RECORDS SUPPLIED:
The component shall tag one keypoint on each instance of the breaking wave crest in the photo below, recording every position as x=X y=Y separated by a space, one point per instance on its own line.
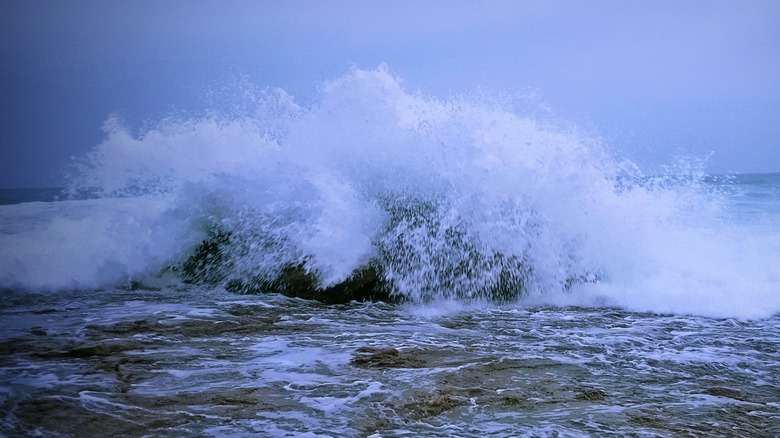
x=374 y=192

---

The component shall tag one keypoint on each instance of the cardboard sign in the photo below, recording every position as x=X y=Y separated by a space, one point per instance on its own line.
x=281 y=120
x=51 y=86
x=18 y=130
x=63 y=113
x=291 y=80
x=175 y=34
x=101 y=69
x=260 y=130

TASK DESCRIPTION:
Copy the data word for word, from the line that contains "of the breaking" through the line that contains "x=374 y=192", both lines included. Leave the picture out of your copy.

RESULT:
The component shall tag one keypoint on each instance of the breaking wave crest in the photo below, recording every position as x=X y=Y separated by a space, one point per instance on its own line.
x=374 y=192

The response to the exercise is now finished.